| Problem statement |
Reproduce only the lines below from the line containing "of the brown" through the line containing "<point>213,582</point>". Keep all wording the same, but scale each point coordinate by 2.1 and round it to a whole number, with halves rounded up.

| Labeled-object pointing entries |
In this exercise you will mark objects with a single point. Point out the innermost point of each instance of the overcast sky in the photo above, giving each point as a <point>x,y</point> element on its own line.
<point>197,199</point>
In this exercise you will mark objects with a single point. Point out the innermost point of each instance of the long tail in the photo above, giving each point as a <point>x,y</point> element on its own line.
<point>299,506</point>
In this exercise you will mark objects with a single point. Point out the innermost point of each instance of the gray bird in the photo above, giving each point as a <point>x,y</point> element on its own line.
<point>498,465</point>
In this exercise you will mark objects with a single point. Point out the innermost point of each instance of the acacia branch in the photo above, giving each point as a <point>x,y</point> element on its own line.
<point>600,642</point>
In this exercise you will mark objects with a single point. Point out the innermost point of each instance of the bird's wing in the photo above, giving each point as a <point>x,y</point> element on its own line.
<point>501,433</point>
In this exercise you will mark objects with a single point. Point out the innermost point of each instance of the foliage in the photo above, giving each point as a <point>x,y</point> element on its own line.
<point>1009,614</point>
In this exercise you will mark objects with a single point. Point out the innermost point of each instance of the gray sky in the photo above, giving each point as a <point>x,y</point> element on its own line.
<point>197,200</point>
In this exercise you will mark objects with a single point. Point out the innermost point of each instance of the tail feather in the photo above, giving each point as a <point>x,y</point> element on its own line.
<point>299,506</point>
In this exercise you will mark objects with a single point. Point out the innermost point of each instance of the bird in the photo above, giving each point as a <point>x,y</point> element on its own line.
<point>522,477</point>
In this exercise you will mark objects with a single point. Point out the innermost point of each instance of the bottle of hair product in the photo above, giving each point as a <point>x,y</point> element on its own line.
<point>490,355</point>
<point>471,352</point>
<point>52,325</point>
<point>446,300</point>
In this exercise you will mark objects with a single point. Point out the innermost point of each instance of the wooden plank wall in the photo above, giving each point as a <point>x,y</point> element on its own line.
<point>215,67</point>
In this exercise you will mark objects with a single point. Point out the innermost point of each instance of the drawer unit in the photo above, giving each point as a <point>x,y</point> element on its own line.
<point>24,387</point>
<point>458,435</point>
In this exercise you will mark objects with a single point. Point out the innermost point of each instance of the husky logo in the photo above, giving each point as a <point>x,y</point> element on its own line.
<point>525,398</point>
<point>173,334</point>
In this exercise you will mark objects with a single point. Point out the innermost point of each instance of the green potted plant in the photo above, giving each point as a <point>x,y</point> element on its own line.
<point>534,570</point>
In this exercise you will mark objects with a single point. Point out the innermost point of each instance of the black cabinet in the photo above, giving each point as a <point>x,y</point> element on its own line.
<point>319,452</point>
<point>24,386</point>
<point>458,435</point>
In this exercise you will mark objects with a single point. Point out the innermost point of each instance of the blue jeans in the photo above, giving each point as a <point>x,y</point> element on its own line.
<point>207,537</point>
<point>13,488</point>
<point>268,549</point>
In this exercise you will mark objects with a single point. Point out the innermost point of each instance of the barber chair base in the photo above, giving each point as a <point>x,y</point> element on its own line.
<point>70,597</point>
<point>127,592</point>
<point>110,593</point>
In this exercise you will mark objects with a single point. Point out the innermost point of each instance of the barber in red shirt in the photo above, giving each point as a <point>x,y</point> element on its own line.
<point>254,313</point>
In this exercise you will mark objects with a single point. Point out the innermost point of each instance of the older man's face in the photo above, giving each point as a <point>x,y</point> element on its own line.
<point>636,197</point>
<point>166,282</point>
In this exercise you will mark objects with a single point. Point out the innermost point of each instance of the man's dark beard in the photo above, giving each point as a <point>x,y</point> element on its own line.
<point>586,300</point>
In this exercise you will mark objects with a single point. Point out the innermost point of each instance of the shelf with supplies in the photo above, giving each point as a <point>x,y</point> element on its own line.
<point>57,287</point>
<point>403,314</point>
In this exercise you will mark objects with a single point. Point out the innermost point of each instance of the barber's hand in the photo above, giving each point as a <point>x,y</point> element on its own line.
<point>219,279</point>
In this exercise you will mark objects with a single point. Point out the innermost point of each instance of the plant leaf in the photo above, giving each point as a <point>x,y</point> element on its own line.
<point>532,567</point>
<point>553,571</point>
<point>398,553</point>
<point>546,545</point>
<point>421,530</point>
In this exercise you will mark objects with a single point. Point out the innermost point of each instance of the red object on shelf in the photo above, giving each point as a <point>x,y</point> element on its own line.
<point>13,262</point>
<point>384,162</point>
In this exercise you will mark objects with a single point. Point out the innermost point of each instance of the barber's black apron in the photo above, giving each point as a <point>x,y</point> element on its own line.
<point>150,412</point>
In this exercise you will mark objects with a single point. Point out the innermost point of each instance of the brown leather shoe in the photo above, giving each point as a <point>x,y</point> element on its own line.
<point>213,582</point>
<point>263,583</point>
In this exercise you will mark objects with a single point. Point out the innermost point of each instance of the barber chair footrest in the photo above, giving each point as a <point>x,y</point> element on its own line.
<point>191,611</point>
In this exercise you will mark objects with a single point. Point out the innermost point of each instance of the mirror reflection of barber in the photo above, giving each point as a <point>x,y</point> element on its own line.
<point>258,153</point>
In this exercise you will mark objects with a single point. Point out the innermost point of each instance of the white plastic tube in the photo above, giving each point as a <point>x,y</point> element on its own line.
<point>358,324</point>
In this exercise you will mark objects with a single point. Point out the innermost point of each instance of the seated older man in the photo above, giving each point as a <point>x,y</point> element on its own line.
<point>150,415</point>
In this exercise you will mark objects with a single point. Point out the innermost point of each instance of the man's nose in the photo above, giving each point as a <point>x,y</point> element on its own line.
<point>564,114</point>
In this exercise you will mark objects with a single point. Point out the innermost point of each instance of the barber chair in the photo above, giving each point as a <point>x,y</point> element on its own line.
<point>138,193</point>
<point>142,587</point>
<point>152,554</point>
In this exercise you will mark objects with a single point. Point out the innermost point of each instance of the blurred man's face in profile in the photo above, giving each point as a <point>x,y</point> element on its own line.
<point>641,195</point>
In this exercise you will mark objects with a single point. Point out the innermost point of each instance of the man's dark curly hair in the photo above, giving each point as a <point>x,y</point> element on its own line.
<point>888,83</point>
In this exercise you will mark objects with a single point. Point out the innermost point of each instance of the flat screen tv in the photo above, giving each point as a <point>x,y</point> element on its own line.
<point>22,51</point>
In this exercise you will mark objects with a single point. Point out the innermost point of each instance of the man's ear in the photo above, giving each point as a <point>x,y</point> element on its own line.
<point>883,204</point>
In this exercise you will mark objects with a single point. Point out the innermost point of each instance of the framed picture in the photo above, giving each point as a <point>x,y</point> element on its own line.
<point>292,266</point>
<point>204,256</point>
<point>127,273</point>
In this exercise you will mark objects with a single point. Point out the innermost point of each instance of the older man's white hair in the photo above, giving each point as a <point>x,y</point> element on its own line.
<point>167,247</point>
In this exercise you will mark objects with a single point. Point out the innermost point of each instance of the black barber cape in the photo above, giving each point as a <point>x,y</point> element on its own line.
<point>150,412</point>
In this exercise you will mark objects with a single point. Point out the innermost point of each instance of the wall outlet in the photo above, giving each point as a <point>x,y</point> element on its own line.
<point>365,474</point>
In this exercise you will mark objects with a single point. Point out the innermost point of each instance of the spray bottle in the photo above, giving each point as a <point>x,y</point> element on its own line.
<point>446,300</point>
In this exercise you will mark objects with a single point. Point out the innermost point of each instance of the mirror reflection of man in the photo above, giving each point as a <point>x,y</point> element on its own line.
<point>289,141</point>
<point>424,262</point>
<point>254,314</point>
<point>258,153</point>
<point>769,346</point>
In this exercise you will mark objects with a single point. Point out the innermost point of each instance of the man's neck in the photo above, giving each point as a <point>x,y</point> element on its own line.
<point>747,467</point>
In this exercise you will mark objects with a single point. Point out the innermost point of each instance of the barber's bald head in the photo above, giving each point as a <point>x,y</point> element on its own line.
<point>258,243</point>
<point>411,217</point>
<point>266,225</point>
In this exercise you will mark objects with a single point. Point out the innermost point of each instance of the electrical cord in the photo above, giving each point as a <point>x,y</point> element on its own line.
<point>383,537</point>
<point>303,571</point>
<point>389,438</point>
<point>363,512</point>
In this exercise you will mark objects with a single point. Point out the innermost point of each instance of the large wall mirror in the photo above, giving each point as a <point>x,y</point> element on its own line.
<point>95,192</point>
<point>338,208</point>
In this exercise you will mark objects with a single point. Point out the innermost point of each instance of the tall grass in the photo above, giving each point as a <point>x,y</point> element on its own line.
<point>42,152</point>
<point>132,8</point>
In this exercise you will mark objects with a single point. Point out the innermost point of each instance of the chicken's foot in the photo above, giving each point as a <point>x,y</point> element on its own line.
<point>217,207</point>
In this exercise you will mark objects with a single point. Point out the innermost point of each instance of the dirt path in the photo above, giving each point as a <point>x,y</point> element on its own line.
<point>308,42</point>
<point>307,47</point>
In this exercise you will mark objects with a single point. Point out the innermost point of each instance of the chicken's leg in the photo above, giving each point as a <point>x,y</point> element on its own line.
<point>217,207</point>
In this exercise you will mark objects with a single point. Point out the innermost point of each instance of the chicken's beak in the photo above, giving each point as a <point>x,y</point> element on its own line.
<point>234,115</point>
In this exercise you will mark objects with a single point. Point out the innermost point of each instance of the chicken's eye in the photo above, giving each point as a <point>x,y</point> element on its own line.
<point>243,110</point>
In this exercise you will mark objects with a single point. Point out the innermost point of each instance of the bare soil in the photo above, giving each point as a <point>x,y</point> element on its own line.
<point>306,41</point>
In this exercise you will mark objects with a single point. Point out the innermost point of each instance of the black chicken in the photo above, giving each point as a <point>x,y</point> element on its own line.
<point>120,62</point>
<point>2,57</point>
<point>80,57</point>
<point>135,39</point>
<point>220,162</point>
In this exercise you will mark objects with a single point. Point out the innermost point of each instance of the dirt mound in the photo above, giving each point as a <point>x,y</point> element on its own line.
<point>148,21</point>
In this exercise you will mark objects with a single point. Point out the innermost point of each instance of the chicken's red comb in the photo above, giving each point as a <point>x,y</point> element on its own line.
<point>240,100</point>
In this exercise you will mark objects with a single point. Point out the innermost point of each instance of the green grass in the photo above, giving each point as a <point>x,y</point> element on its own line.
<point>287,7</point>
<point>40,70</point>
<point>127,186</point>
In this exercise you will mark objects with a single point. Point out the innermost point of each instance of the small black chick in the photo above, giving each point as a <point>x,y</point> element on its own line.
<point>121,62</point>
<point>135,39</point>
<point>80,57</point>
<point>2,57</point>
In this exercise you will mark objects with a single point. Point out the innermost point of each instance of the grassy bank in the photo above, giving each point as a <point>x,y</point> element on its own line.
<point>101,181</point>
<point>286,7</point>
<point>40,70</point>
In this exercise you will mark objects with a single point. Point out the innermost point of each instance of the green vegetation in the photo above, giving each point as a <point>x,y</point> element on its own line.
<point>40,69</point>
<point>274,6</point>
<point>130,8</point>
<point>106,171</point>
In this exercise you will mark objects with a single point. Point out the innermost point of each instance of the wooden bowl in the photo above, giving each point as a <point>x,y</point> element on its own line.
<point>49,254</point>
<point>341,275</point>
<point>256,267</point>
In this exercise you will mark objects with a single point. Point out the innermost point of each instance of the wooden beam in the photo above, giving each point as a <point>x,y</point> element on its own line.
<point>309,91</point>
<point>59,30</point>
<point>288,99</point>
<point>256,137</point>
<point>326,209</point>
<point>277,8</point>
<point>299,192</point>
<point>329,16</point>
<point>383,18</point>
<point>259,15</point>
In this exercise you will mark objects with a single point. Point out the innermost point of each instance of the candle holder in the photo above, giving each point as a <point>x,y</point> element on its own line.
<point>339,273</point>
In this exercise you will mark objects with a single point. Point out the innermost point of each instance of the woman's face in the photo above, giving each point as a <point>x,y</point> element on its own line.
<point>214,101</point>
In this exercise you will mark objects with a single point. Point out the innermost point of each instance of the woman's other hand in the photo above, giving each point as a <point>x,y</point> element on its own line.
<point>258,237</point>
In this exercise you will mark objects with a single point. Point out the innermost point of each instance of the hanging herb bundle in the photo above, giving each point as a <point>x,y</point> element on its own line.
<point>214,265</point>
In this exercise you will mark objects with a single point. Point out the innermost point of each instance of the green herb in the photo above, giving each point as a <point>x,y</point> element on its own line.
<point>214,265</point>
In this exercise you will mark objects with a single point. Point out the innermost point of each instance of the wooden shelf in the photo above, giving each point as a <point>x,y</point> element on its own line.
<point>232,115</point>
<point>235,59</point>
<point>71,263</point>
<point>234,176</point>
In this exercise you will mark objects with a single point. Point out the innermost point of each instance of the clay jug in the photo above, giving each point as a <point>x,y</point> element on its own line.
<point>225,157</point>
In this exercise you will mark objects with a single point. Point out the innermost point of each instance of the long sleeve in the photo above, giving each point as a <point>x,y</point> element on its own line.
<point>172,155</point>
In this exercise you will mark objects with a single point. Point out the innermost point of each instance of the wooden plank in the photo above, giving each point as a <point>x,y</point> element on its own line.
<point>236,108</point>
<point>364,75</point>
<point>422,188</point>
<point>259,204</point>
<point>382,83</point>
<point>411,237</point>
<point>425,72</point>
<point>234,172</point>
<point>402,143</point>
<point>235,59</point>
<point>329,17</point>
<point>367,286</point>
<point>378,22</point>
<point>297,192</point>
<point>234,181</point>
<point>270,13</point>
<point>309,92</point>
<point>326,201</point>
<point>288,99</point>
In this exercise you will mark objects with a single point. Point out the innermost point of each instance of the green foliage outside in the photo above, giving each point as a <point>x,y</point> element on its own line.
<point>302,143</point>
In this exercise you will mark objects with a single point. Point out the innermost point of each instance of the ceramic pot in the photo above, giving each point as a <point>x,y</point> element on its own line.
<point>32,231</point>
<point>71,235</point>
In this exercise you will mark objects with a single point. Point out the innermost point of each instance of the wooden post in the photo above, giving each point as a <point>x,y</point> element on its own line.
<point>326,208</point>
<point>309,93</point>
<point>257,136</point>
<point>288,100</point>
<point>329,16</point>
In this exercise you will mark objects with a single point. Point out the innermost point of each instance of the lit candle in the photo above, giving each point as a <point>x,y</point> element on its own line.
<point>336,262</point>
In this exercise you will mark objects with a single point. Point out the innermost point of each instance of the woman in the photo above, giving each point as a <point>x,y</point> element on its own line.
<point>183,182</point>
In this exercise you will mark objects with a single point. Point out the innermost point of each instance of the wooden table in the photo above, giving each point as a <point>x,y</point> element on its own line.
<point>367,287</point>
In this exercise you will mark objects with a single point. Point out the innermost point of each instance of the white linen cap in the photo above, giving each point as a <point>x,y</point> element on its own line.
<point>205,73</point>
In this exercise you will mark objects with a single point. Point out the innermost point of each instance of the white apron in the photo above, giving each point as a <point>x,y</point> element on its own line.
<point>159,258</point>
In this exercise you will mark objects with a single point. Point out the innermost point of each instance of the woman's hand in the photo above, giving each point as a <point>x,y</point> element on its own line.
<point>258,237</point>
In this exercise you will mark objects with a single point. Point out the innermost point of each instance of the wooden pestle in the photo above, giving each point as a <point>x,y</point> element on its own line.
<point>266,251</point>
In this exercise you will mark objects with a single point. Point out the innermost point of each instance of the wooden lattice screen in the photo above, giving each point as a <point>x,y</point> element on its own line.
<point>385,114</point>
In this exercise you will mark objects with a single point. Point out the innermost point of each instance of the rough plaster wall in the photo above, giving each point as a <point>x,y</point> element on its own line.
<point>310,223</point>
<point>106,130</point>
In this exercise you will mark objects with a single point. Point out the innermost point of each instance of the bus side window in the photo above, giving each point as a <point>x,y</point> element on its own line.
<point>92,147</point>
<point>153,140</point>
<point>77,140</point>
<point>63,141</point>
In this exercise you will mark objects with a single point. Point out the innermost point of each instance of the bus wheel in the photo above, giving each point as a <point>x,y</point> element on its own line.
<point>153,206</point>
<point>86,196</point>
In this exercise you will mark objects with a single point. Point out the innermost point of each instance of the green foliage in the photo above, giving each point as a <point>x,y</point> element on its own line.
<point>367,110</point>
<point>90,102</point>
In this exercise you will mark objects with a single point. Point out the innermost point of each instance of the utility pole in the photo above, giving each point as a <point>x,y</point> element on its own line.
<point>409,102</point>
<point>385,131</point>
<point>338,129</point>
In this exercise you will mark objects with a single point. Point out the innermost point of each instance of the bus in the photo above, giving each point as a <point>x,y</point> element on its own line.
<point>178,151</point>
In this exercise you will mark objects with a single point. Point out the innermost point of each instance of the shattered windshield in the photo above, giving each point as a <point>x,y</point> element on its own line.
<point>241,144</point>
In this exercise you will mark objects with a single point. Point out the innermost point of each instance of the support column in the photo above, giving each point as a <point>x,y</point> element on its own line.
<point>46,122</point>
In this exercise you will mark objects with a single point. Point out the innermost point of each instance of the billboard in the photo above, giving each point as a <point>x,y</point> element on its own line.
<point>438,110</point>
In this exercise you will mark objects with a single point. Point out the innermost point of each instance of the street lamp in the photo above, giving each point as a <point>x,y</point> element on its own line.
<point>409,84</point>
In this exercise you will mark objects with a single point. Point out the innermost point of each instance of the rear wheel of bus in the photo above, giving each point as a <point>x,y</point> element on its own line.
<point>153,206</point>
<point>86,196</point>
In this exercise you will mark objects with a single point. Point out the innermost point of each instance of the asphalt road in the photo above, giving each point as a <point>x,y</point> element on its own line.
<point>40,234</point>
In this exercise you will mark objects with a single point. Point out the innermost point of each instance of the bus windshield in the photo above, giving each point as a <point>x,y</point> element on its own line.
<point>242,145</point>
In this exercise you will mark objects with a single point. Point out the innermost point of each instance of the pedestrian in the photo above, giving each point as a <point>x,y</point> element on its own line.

| Output |
In this exercise you will mark objects with a single point. Point out the innermost point of each instance of the brown leather shoe in the photo above, giving each point as a <point>x,y</point> element on its own line.
<point>447,1222</point>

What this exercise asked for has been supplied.